» **Provided text**
━━━━━━

Tuesday, July 15, 2008

When In Rome


I am as introspective as one can be at this moment – late at night, another bottle of wine - only hours before a flight to the other side of the World where it’s apparently hotter still than it is here.

There are so many quotes about traveling that do well with me. I am blessed every time I leave home – having grown upon my return, both appreciating home more but yearning to wander again to someplace new. 

I came here for work – and as you know, I am well able to mingle a good bit of pleasure in between anything productive. I sought to learn Italian – and although I have not yet mastered the language, I have indeed assimilated many of the great Italian habits that set this culture apart from the many others which encompass our globe.

━━━━━━

» **Extracted entries**
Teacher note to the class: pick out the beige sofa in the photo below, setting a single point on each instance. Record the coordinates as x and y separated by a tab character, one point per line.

━━━━━━

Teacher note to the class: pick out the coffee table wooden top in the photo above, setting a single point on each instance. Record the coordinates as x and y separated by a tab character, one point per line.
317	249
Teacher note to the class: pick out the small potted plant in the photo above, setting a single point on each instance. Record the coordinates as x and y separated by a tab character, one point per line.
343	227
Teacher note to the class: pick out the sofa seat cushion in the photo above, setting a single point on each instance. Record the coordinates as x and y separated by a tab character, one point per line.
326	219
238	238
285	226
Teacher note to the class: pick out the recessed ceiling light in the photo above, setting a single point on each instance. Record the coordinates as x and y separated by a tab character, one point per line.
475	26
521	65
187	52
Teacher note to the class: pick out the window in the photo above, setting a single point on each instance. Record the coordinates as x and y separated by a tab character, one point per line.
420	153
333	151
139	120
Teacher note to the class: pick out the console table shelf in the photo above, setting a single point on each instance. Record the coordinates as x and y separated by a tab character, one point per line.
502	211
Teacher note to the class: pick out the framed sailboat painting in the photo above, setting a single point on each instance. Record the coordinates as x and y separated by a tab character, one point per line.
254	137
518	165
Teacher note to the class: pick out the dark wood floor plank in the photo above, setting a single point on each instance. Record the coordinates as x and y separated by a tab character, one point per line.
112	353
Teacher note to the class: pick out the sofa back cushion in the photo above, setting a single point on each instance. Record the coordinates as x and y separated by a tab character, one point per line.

━━━━━━

» **Stated goal 1**
In the "When In Rome" text, what language did the writer seek to learn?
» **Stated goal 2**
Update the records starting at the line that contains "Teacher note to the class: pick out the recessed" and ending at the line that contains "Teacher note to the class: pick out the sofa back", changing "Teacher note" to "Instructor note" and keeping everything else as it is. Give only those lines.

» **Full response 1**
Italian

» **Full response 2**
Instructor note to the class: pick out the recessed ceiling light in the photo above, setting a single point on each instance. Record the coordinates as x and y separated by a tab character, one point per line.
475	26
521	65
187	52
Instructor note to the class: pick out the window in the photo above, setting a single point on each instance. Record the coordinates as x and y separated by a tab character, one point per line.
420	153
333	151
139	120
Instructor note to the class: pick out the console table shelf in the photo above, setting a single point on each instance. Record the coordinates as x and y separated by a tab character, one point per line.
502	211
Instructor note to the class: pick out the framed sailboat painting in the photo above, setting a single point on each instance. Record the coordinates as x and y separated by a tab character, one point per line.
254	137
518	165
Instructor note to the class: pick out the dark wood floor plank in the photo above, setting a single point on each instance. Record the coordinates as x and y separated by a tab character, one point per line.
112	353
Instructor note to the class: pick out the sofa back cushion in the photo above, setting a single point on each instance. Record the coordinates as x and y separated by a tab character, one point per line.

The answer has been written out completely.